:: Text under study ::
On July 14, the title was retired, when Fujimoto defeated Tsukushi in a championship unification match to win the ICE×60 Championship for the fourth time. Post-match, Fujimoto officially abolished the title's 60 kg weight limit, before nominating Manami Toyota as her first challenger. To reflect the removal of the weight limit, Fujimoto's title was renamed the ICE×∞ Championship on August 12. On August 25, Fujimoto defeated Toyota at Muscle Venus' fifth anniversary event for her first successful title defense. From September 1 to October 6, Fujimoto and Shida took part in Pro Wrestling Wave's 2013 Dual Shock Wave tournament, where they made it all the way to the finals, before losing to Ayako Hamada and Yuu Yamagata in a three-way match, which also included Kana and Yumi Ohka. In late 2013, Fujimoto reunited with Misaki Ohata and her new partner Mio Shirai to form a new three-woman stable named Kuros. The stable mainly worked in Pro Wrestling Wave, where they made it to the finals of the 6-Person Tag Tournament in November, but the alliance also carried over to Ice Ribbon. On November 17, Fujimoto made her debut for Wrestle-1, defeating her trainee Risa Sera in a singles match. Despite Hikaru Shida announcing her forthcoming departure from Ice Ribbon, she and Fujimoto continued their reign as the International Ribbon Tag Team Champions, eventually reaching their ninth successful title defense by defeating N^{3} (Maki Narumiya and Meari Naito) on March 22 in what was billed as Muscle Venus' final match together. On March 30, Fujimoto defeated longtime tag team partner Hikaru Shida in her final Ice Ribbon match. Post-match, the two relinquished the International Ribbon Tag Team Championship, ending their reign during which they set new records for both the longest reign, at 309 days, and most successful title defenses, with nine.

On April 14, the 274th day of her ICE×∞ Championship reign, Fujimoto became the longest reigning champion in the title's history by breaking Shida's previous record. From May 5 to July 4, Fujimoto took part in the round-robin portion of the 2014 Catch the Wave tournament. After starting off with two losses and a draw, Fujimoto bounced back with a win over Wave Single Champion Yumi Ohka and after subsequent wins over Kyoko Kimura and Kyusei Sakura Hirota, finished tied second in her block, advancing to a playoff match. On July 13, Fujimoto claimed the number two spot in her block and advanced to the knockout stage of the tournament, after pinning Tomoka Nakagawa in a three-way double elimination match, also involving Kyoko Kimura. On July 27, Fujimoto was eliminated from the tournament by Misaki Ohata. On September 23, Fujimoto entered the 2014 Dual Shock Wave, teaming with Yumi Ohka, playing off the two's management roles in their respective home promotions. They were, however, eliminated from the tournament in the first round by Plus Minus 2014 (Mio Shirai and Misaki Ohata). The following month, Fujimoto returned to the United States to work Shimmer Women Athletes' October 18 and 19 tapings. On the first day, she teamed with Akino and Kaori Yoneyama to defeat Kellie Skater, Mia Yim and Tomoka Nakagawa on Volume 67, before teaming with Yoneyama on Volume 68 to unsuccessfully challenge Skater and Nakagawa for the Shimmer Tag Team Championship. The following day, Fujimoto and Yoneyama defeated Nevaeh and Sassy Stephie on Volume 69, before Fujimoto ended her weekend by losing to Mia Yim on Volume 70.

:: What to work on ::
Turn the paragraph of the wrestling text that opens "On April 14, the 274th day" into a short bulleted list that keeps its main facts. The data that follow come from a different source than the text.

:: Exercise data ::

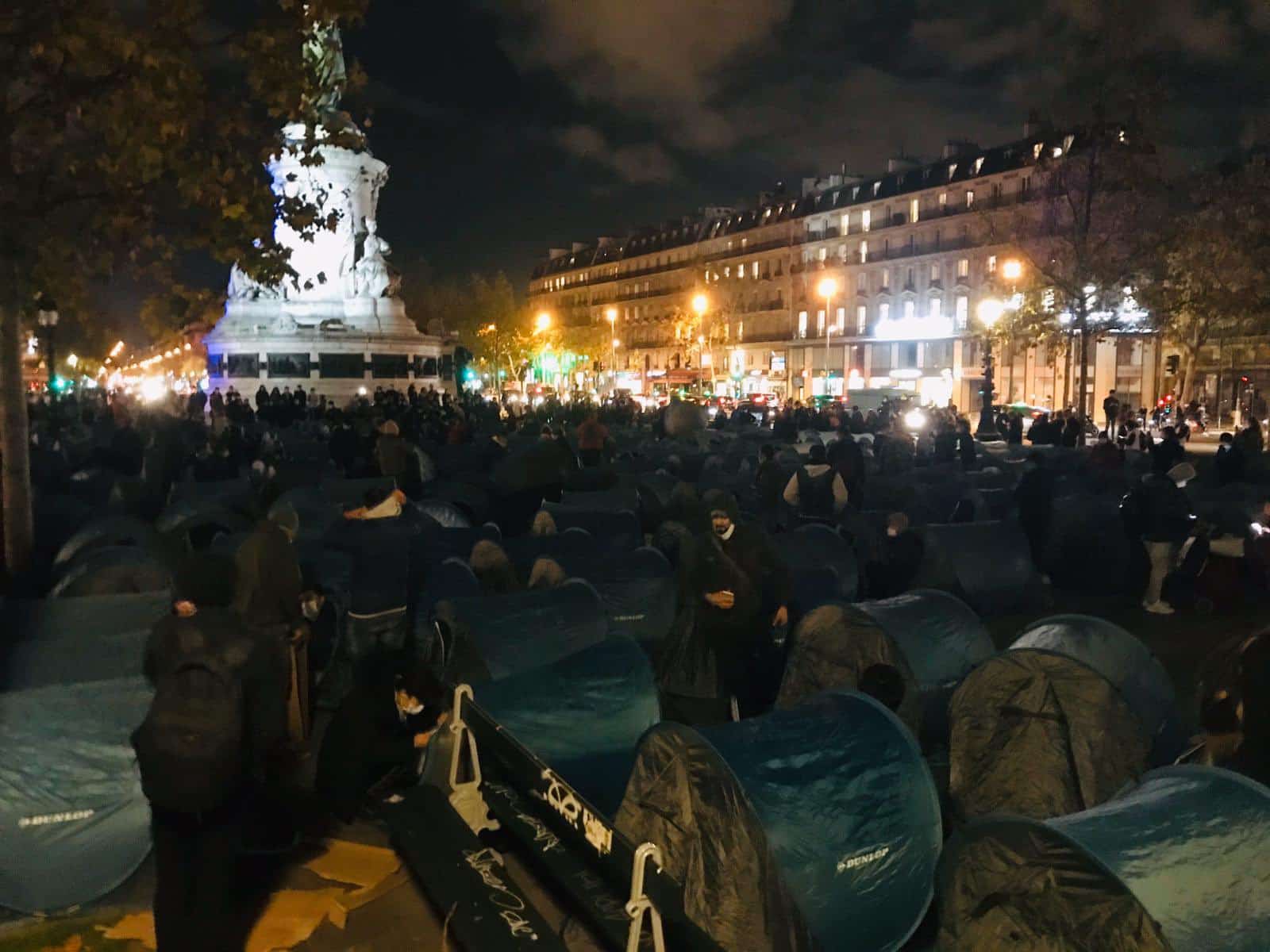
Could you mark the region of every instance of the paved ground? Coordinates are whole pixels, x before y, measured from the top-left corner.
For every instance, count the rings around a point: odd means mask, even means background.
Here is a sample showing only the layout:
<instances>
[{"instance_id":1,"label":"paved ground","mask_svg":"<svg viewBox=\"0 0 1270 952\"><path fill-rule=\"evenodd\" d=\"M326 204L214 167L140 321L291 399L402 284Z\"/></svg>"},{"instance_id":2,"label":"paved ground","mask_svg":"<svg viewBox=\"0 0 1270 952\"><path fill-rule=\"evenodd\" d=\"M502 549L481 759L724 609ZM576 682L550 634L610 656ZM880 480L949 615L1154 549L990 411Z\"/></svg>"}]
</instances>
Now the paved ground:
<instances>
[{"instance_id":1,"label":"paved ground","mask_svg":"<svg viewBox=\"0 0 1270 952\"><path fill-rule=\"evenodd\" d=\"M1262 627L1264 612L1241 612L1231 616L1152 616L1143 612L1137 602L1124 597L1073 597L1057 593L1055 603L1048 609L989 621L993 640L998 647L1008 646L1019 631L1030 621L1057 612L1082 612L1121 625L1140 637L1156 652L1173 679L1184 712L1194 706L1195 673L1200 661L1213 646L1236 635L1250 633ZM334 830L331 835L361 843L386 845L378 829L359 824ZM319 889L330 886L301 864L311 856L297 853L281 864L262 863L244 871L243 882L272 883L276 889ZM513 878L531 892L540 890L530 882L528 875L512 868ZM124 913L149 909L154 889L154 869L147 861L126 883L103 900L76 914L56 920L10 919L0 922L0 952L136 952L138 944L107 942L100 939L93 925L117 922ZM559 919L559 910L549 916ZM75 935L81 944L75 946ZM911 949L928 947L927 930L909 946ZM70 942L70 944L66 944ZM311 939L298 946L302 952L400 952L401 949L444 948L441 918L432 909L413 882L394 889L372 904L353 911L344 930L324 923ZM451 946L451 948L453 948Z\"/></svg>"}]
</instances>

:: Exercise result ::
- April 14: On the 274th day of her ICE×∞ Championship reign, Fujimoto broke Shida's record to become the title's longest-reigning champion.
- May 5 – July 4: In the round-robin stage of the 2014 Catch the Wave tournament, she opened with two losses and a draw. She then beat Yumi Ohka, Kyoko Kimura and Kyusei Sakura Hirota and finished tied second in her block.
- July 13: She pinned Tomoka Nakagawa in a three-way double elimination match that also involved Kimura. That win took second place in her block and moved her on to the knockout stage.
- July 27: Misaki Ohata eliminated her from the tournament.
- September 23: She and Yumi Ohka entered the 2014 Dual Shock Wave, playing off their management roles in their home promotions. Plus Minus 2014 (Mio Shirai and Misaki Ohata) eliminated them in the first round.
- October 18–19: At Shimmer tapings in the United States:
  - Volume 67: She teamed with Akino and Kaori Yoneyama to beat Kellie Skater, Mia Yim and Tomoka Nakagawa.
  - Volume 68: She and Yoneyama lost a Shimmer Tag Team Championship challenge to Skater and Nakagawa.
  - Volume 69: She and Yoneyama beat Nevaeh and Sassy Stephie.
  - Volume 70: She lost to Mia Yim.